- **Records drawn from a dataset**
========
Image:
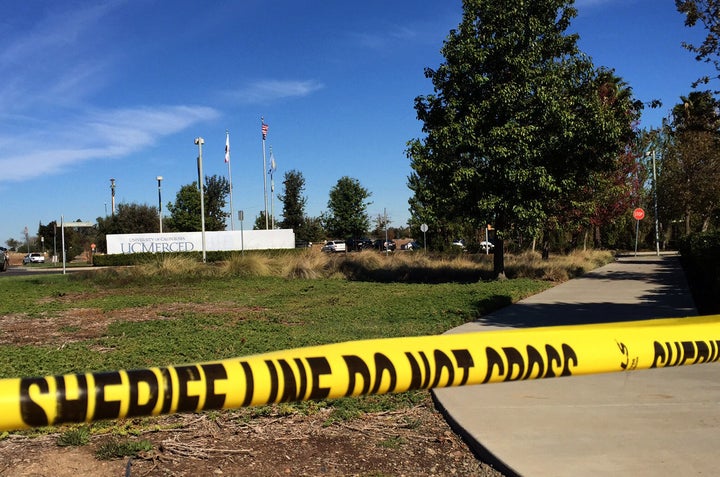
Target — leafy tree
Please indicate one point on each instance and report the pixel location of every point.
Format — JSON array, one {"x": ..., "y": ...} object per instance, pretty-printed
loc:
[
  {"x": 13, "y": 244},
  {"x": 260, "y": 221},
  {"x": 519, "y": 122},
  {"x": 128, "y": 219},
  {"x": 311, "y": 230},
  {"x": 347, "y": 215},
  {"x": 690, "y": 164},
  {"x": 185, "y": 212},
  {"x": 707, "y": 12},
  {"x": 293, "y": 200}
]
========
- **What the task requires**
Repeat only the lines starting at the one that contains "Format — JSON" and ending at the last line above, exactly as written.

- **Task output**
Format — JSON array, one {"x": ..., "y": ...} object per instance, pretty-printed
loc:
[
  {"x": 13, "y": 244},
  {"x": 260, "y": 221},
  {"x": 519, "y": 122},
  {"x": 128, "y": 219},
  {"x": 311, "y": 230},
  {"x": 347, "y": 215},
  {"x": 690, "y": 164},
  {"x": 185, "y": 212},
  {"x": 707, "y": 12},
  {"x": 293, "y": 200}
]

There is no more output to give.